◆ Text ◆
• • • • • • •
The motion controller must also close the PID control loop. Because this requires a high level of determinism and is vital to consistent operation, the control loop typically closes on the board itself. Along with closing the control loop, the motion controller manages supervisory control by monitoring the limits and emergency stops to ensure safe operation. Directing each of these operations to occur on the board or in a real-time system ensures the high reliability, determinism, stability, and safety necessary to create a working motion control system.
Learn more about the FlexMotion architecture of National Instruments DSP-based motion controllers.
Calculating the Trajectory
The motion trajectory describes the motion controller board control or command signal output to the driver/amplifier, resulting in a motor/motion action that follows the profile. The typical motion controller calculates the motion profile trajectory segments based on the parameter values you program. The motion controller uses the desired target position, maximum target velocity, and acceleration values you give it to determine how much time it spends in the three primary move segments (which include acceleration, constant velocity, and deceleration).
• • • • • • •
◆ Dataset extract ◆

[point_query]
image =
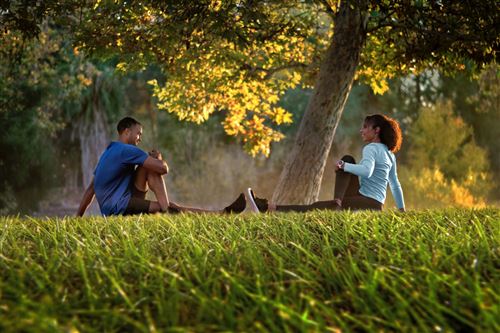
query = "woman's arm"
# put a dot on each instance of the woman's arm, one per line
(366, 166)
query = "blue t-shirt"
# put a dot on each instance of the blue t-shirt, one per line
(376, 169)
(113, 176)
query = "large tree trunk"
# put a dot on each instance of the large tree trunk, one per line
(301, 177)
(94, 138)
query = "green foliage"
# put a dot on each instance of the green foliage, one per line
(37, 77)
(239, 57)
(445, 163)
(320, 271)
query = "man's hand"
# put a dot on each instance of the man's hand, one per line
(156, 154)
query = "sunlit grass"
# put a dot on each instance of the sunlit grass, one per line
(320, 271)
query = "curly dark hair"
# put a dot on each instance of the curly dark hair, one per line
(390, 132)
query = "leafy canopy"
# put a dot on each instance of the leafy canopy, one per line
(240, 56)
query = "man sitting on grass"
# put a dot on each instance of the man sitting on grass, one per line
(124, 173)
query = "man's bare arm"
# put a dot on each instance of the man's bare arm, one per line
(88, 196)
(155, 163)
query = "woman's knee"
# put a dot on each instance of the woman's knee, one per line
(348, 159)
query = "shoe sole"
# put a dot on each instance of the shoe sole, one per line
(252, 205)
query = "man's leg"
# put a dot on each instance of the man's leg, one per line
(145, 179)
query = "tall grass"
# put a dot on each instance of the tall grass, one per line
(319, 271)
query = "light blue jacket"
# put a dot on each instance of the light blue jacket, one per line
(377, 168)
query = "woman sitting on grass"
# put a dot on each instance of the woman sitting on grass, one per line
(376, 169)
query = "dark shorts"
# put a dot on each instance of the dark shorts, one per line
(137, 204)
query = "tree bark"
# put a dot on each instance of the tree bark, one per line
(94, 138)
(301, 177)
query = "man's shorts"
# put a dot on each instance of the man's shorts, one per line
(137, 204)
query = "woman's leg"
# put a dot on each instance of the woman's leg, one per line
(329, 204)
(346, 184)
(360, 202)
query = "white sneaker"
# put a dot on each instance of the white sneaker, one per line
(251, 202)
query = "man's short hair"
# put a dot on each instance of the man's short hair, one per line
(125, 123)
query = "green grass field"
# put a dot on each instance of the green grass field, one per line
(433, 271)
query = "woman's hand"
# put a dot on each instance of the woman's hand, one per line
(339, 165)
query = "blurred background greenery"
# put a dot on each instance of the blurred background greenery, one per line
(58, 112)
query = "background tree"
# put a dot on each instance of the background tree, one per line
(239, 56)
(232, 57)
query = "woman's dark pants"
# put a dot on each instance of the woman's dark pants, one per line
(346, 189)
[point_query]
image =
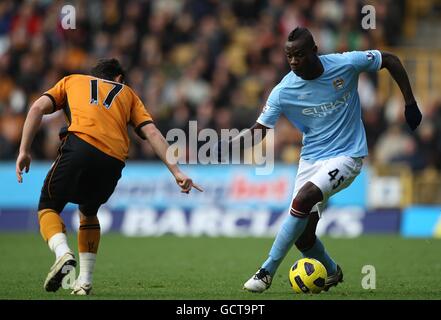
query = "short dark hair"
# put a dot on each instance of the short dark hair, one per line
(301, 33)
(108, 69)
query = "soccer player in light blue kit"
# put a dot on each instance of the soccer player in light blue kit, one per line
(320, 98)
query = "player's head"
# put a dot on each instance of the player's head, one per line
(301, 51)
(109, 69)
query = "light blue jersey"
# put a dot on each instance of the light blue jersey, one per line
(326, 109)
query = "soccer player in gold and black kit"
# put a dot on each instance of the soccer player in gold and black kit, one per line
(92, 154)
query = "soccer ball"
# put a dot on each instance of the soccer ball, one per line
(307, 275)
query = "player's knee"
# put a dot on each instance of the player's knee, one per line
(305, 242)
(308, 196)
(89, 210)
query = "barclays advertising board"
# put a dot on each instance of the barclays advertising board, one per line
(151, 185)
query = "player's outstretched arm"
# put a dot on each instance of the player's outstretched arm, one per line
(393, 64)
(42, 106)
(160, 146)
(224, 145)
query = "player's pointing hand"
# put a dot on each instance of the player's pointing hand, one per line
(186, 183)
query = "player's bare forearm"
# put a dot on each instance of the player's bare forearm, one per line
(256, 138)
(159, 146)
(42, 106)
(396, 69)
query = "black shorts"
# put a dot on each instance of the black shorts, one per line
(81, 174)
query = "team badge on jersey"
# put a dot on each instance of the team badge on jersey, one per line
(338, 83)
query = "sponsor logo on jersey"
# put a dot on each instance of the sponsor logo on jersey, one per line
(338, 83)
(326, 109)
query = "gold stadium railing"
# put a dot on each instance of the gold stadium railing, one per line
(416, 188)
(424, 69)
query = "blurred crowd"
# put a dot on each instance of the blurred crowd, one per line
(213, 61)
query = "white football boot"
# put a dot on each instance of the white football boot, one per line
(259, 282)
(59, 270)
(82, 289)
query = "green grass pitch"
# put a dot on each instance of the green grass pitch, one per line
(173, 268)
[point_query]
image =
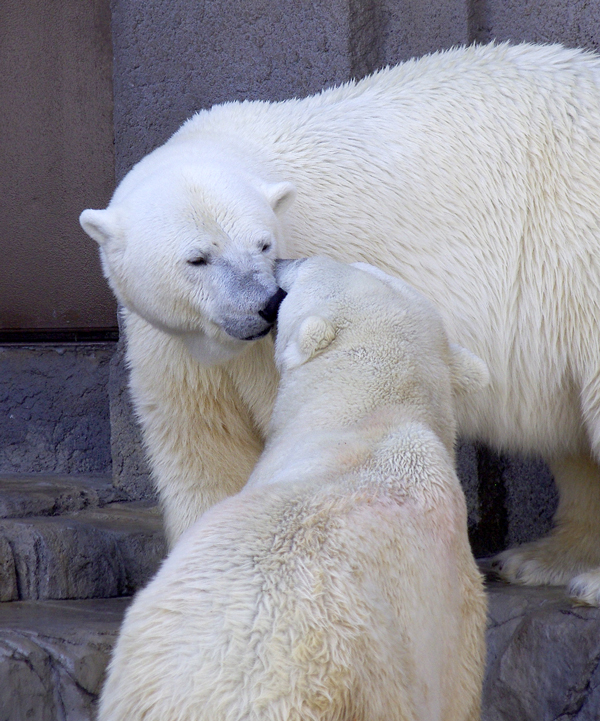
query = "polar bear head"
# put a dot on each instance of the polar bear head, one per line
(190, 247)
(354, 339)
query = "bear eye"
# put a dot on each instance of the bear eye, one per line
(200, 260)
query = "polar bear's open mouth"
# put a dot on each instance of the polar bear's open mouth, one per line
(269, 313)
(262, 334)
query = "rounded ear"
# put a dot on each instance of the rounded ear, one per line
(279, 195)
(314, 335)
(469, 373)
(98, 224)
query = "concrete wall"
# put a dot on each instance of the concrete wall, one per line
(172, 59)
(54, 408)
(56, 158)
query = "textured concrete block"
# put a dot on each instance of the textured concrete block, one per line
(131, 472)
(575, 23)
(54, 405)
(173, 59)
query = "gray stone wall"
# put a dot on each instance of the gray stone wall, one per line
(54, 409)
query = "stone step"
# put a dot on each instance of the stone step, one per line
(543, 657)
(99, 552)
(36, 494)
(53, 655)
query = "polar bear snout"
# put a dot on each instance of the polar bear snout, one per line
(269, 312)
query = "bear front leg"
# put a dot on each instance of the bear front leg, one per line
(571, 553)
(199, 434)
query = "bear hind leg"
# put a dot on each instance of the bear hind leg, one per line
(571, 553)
• • • • • • •
◆ Required tasks ◆
1 - Return the passage of the motion controller text that begins at the words “Calculating the Trajectory” and stops after the words “velocity, and deceleration).”, copied word for word.
2 - Select and copy every line of the entries that contains the string “curly”.

◆ Worked solutions ◆
1 -
Calculating the Trajectory
The motion trajectory describes the motion controller board control or command signal output to the driver/amplifier, resulting in a motor/motion action that follows the profile. The typical motion controller calculates the motion profile trajectory segments based on the parameter values you program. The motion controller uses the desired target position, maximum target velocity, and acceleration values you give it to determine how much time it spends in the three primary move segments (which include acceleration, constant velocity, and deceleration).

2 -
query = "curly dark hair"
# put a dot on each instance of the curly dark hair, one per line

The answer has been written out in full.